Edit the data below by replacing every "photograph" with "picture" and leaving everything else unchanged. Leave the pictures out of your answer.

> _Image point annotation data_:
• • • • •
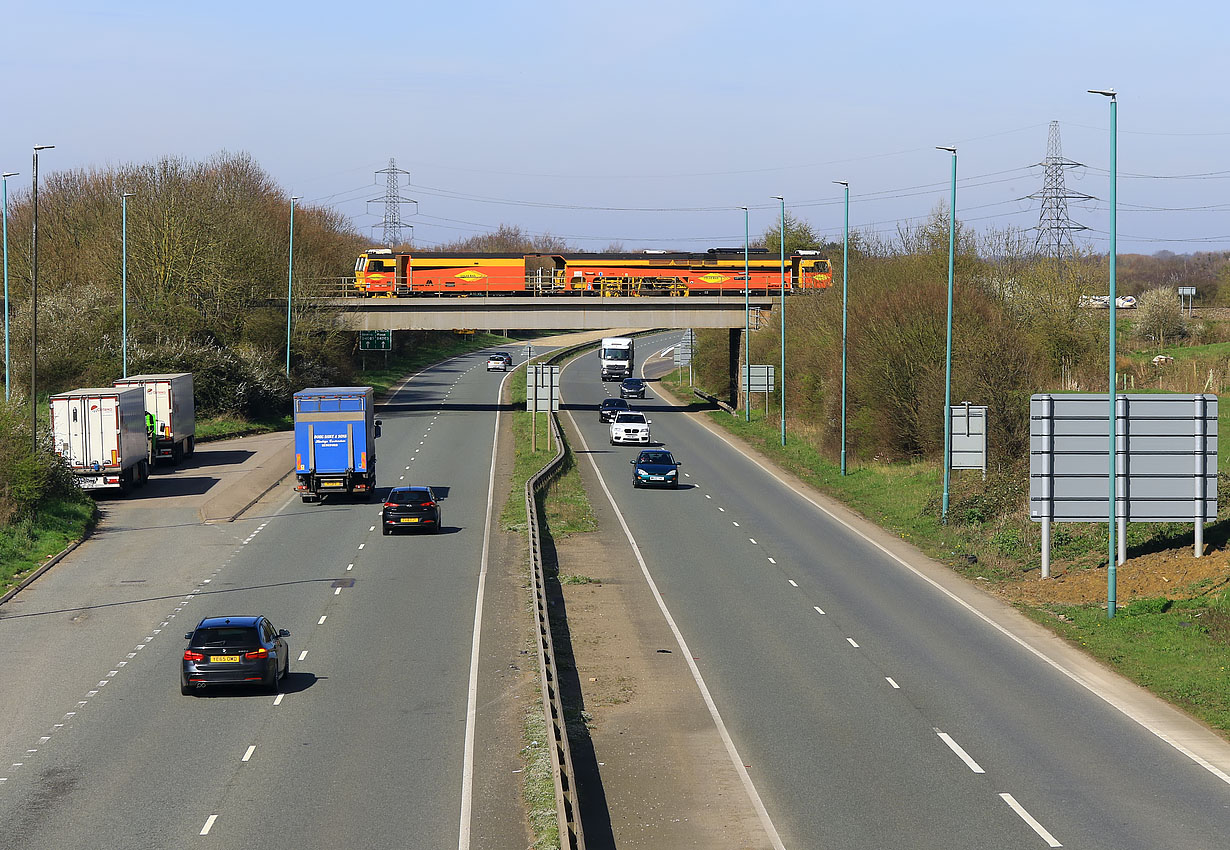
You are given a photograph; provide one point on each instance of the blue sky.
(646, 123)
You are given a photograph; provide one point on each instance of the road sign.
(543, 389)
(375, 341)
(758, 378)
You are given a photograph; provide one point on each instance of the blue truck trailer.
(336, 436)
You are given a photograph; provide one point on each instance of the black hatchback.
(416, 508)
(631, 388)
(235, 651)
(610, 407)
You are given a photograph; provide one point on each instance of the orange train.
(381, 272)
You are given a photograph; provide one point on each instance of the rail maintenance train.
(385, 273)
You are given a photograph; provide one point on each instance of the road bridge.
(545, 313)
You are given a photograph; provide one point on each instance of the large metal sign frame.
(968, 447)
(1165, 460)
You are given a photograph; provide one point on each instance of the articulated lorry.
(336, 436)
(618, 358)
(101, 433)
(170, 400)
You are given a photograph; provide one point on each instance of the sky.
(647, 123)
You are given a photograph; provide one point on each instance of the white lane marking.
(731, 750)
(471, 703)
(1151, 725)
(1028, 818)
(962, 754)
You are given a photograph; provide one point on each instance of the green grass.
(27, 544)
(1180, 650)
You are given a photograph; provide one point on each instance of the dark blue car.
(656, 468)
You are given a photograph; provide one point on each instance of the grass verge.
(1180, 650)
(27, 544)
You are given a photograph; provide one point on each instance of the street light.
(7, 384)
(1112, 519)
(33, 306)
(947, 374)
(123, 226)
(845, 281)
(782, 246)
(290, 277)
(747, 322)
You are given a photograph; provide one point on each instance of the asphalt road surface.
(872, 710)
(365, 747)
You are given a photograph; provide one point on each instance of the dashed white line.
(962, 754)
(1028, 818)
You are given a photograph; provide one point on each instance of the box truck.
(335, 442)
(616, 357)
(101, 433)
(170, 400)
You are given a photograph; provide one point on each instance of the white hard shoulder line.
(1153, 725)
(736, 759)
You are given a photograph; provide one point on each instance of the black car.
(609, 407)
(656, 468)
(631, 388)
(235, 651)
(411, 508)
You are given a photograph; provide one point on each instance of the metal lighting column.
(947, 373)
(1111, 562)
(123, 219)
(290, 277)
(845, 281)
(747, 322)
(7, 383)
(33, 306)
(782, 379)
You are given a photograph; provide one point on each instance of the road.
(365, 747)
(870, 706)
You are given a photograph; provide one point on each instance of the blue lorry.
(336, 436)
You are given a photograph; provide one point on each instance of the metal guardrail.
(566, 802)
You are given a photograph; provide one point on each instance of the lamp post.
• • • • •
> _Correct output_:
You are given a picture; provide one point on each instance of the blue sky.
(646, 123)
You are given a picture; provide one point on each instance of the road sign.
(543, 389)
(375, 341)
(758, 378)
You are given a picture; provide one point on each instance of the blue truck trailer.
(336, 436)
You are given a picture; provide one point on each instance of the black hatchback.
(416, 508)
(631, 388)
(235, 651)
(610, 407)
You are given a picture; provide one point on each instance of the orange train.
(381, 272)
You are given a picture; provide one point on each instance of the rail maintenance train.
(385, 273)
You are given a picture; provide one point on each instance of the road bridge.
(545, 313)
You are given a picture; provide one point on each instance of the large metal sign frame.
(968, 447)
(1165, 460)
You are given a picture; provide one point on each instance of the articulated lorry.
(336, 436)
(618, 358)
(101, 433)
(170, 400)
You are given a picture; provide one point on each instance of the sky.
(647, 123)
You are given a picture; provide one point on each instance of the white lane marking.
(731, 750)
(471, 703)
(1151, 725)
(1028, 818)
(962, 754)
You are given a picture; provide one point on each instance of the green grass.
(27, 544)
(1180, 650)
You are given a picture; provide one point on each instance of the dark blue car.
(656, 468)
You are given a picture; provide one point on each instance of the grass verge.
(1180, 650)
(27, 544)
You are given a picture; provide one point on each instance of the street light.
(7, 384)
(1112, 519)
(33, 306)
(947, 374)
(123, 226)
(845, 281)
(782, 246)
(290, 277)
(747, 322)
You are given a picture; provide one point on each instance of the asphalt road surface.
(872, 710)
(365, 747)
You are given a picture; provide one point on each instance of the dashed white line.
(962, 754)
(1028, 818)
You are given a picture; provide one point on each instance of the box truck.
(335, 442)
(616, 357)
(101, 433)
(170, 400)
You are given a picture; provide one point on each instance of the white hard shoulder line.
(1153, 725)
(736, 759)
You are given a picture; provide one point on each instance of the black car.
(609, 407)
(656, 468)
(631, 388)
(235, 651)
(411, 508)
You are given a picture; provide one point on each instance of the metal lighting column.
(947, 373)
(1111, 562)
(123, 219)
(290, 277)
(845, 281)
(747, 322)
(7, 383)
(33, 306)
(782, 379)
You are given a picture; provide one point on each instance of the road.
(365, 747)
(870, 706)
You are given a picture; provide one point on each instance of the blue lorry.
(336, 436)
You are given a picture; provide one point on each instance of the metal guardrail.
(566, 802)
You are given a picture; provide one point on each instance of the lamp post.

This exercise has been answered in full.